* **PROBLEMS TO WORK ON**
1. According to the forum thread on longer-lasting stuffed toys, how long did Tuffies hold up for two full grown goldens?
2. Give every posting date shown in the forum thread on longer-lasting stuffed toys.
3. Carry on the forum thread about longer-lasting stuffed dog toys from the point where it stops.

start PASSAGE TO READ

# longer lasting stuffed toys?



## Buffy & Abby's Mom (Nov 27, 2005)

2 1/2 weeks is pretty good. My two don't usually let them "live" much past a day!!


----------



## mblondetoo (Jan 9, 2006)

We had to quit giving Tabitha any type of fabric toys. She pulled squeekers out and slowly ripped them to pieces. She loves to chew so we got Nylabones and a Hurley.They hold up and she loves them.

I agree 2 1/2 weeks is good. Poor duckie I think could be salvaged but he may have to lose his head to find enough good material!


----------



## Brandy's Mom (Oct 5, 2005)

Look up Tuffies. They are the strongest-built squeaker toys I've encountered. They lasted our two full grown goldens about three months of really hard play.


----------



## VeronicaLovesHerGoldens (May 27, 2005)

We go through stuffed toys rather quickly. Some last a day, others a week. Zazoo's main goal seems to be to get the squeaker out of the toy, once that's accomplished he slowly shreds the remainder of the toy. I've tried the harder chewy toys and he doesn't seem to like the feel of them in his mouth. He prefers the stuffed variety. He's managed to destroy some of the kids stuffed animals as well!!!

end PASSAGE TO READ
start DATASET EXCERPTS

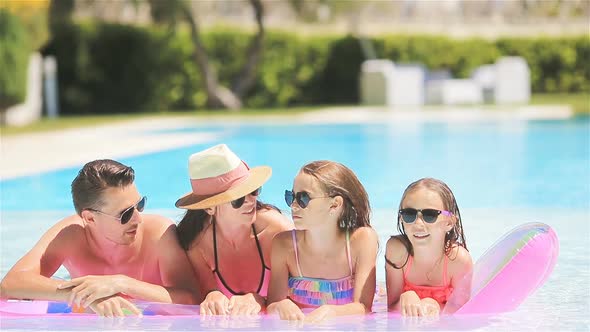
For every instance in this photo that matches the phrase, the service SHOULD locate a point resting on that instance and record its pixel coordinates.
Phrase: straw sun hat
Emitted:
(219, 176)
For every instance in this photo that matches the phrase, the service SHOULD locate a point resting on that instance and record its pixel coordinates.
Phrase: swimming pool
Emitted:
(503, 173)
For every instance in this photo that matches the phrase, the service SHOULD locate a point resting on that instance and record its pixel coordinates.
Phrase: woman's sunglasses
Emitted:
(126, 215)
(429, 216)
(302, 198)
(237, 203)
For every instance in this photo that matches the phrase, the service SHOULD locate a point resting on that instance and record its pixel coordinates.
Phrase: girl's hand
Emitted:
(114, 306)
(322, 313)
(288, 310)
(248, 304)
(215, 303)
(430, 307)
(410, 304)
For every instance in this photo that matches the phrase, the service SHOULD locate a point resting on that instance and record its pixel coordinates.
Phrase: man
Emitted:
(111, 251)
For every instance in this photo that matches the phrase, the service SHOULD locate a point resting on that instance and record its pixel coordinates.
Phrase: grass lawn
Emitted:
(580, 103)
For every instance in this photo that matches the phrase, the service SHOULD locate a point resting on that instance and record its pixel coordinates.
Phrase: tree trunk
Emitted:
(247, 76)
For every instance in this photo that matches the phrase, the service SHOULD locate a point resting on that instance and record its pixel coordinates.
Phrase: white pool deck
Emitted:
(27, 154)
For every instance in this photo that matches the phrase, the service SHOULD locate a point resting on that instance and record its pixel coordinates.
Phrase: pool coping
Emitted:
(32, 153)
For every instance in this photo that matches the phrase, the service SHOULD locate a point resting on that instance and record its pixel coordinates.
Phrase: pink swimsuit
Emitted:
(438, 293)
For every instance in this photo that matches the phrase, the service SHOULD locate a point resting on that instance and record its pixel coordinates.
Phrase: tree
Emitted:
(218, 96)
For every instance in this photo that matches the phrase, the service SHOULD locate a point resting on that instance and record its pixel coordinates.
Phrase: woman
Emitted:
(227, 232)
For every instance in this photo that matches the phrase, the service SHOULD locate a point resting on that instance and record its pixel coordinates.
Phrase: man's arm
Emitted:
(30, 277)
(178, 279)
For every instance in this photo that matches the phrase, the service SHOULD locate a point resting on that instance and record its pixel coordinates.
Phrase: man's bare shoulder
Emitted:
(69, 226)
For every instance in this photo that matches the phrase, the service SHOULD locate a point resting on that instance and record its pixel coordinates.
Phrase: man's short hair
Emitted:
(96, 177)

end DATASET EXCERPTS

* **SET OF ANSWERS**
1. About three months of really hard play.

2. Nov 27, 2005; Jan 9, 2006; Oct 5, 2005; May 27, 2005

3.
----------



## Brandy's Mom (Oct 5, 2005)

Tuffies are stuffed. They're a very strong canvas that is stitched multiple times.


----------



## goldenstaples (Apr 3, 2006)

*new toy*

This is not a stuffed toy but it is something new I found at Target on sale this week. It is made out of a soft plastic they really like, It says it has appealing chewy feel, great for power chewers, for dogs of all ages, it also floats in the water! It is called an orka jack with rope.


----------



## Mike140 (Apr 9, 2007)

*Tuffies*

Reily absolutely loved the Tuffie Octopus. It was rated a 7 out of 10 for toughness. It lasted an hour and a half!! So far the Kong is the only toy that survives.


----------



## BeauShel (May 20, 2007)

So far so good with all my stuffies here. He hasnt tried to rip them open.


----------



## Bailey & Bentley (Feb 25, 2007)

Stuffies have a life expectancy of about 5 to 10 minutes in my house. It is awful. I can't buy them anymore..


----------



## Aprilpa (Mar 24, 2008)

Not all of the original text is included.